▶ AIM OF THE EXERCISE
Which lines in the records below contain the word "green"? Identify each one by copying the whole line, and count only case-sensitive matches.

▶ PROVIDED DATA
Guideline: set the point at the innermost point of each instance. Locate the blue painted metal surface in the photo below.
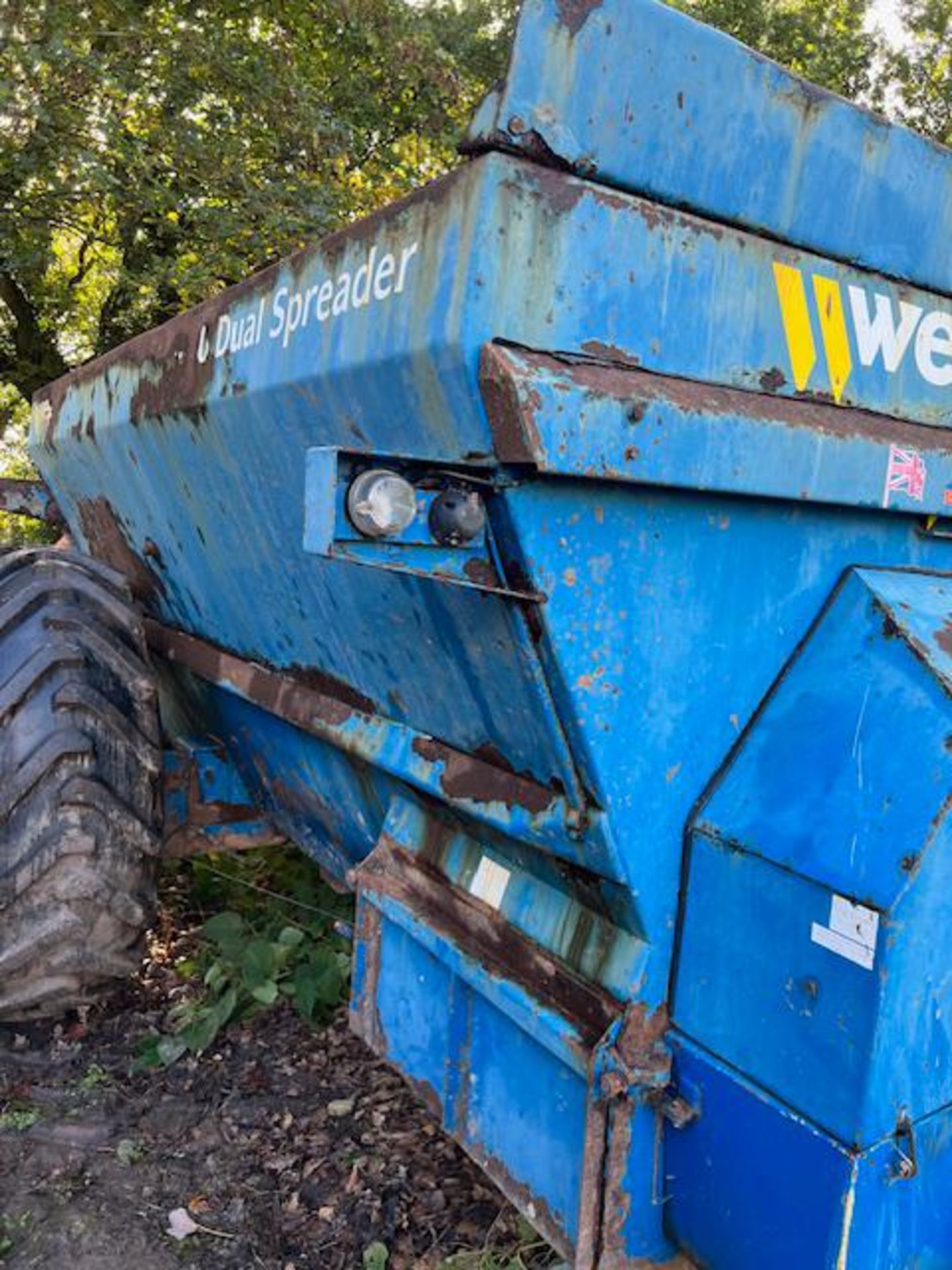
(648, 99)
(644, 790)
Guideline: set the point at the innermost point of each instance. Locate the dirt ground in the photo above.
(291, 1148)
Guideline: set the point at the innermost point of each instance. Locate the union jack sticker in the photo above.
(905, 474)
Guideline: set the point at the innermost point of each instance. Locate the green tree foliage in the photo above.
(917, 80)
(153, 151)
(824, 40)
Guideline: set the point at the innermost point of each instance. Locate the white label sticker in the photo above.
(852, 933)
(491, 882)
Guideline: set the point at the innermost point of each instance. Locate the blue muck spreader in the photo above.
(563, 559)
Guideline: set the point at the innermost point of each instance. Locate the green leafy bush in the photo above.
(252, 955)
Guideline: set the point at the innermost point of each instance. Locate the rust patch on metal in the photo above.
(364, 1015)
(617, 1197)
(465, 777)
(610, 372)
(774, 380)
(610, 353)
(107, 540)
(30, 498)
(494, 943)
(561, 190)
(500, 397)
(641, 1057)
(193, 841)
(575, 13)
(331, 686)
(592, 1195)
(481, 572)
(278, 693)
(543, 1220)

...

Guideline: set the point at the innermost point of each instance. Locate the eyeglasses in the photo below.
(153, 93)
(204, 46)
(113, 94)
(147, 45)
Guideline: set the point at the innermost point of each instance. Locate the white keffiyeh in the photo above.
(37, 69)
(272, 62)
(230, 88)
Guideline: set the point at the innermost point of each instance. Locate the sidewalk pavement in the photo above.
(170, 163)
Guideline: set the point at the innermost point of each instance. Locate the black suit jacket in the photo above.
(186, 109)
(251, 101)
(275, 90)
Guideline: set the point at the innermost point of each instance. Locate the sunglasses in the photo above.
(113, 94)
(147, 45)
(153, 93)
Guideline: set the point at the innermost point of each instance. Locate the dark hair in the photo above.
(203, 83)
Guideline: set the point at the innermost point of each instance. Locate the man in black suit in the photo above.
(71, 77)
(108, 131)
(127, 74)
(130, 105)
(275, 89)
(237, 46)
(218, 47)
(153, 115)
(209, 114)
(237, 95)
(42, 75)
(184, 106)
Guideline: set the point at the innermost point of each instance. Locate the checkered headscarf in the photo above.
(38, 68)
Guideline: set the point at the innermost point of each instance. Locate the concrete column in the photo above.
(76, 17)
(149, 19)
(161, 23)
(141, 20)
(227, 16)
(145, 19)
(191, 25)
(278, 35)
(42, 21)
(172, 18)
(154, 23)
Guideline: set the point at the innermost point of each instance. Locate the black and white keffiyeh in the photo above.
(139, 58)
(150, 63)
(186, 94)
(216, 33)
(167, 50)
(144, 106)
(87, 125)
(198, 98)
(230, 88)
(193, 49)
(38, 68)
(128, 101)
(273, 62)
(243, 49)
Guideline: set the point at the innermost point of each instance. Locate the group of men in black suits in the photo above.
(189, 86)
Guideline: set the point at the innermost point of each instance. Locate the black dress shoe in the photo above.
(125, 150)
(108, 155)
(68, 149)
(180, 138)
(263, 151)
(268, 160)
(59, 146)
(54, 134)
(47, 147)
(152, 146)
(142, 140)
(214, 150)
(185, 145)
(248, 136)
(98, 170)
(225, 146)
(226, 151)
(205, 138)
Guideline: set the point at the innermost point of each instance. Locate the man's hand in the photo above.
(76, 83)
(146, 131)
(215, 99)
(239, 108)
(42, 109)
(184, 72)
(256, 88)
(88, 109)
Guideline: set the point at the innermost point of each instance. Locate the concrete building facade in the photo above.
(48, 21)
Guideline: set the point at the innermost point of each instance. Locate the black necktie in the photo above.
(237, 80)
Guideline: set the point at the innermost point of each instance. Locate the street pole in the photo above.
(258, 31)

▶ THE RESPONSE
Guideline: set the point at the innermost point of each instance. Locate the green tree foliage in the photo above.
Guideline: set the point at the innermost point of each instance. Locate the green leafy bush in the photo above.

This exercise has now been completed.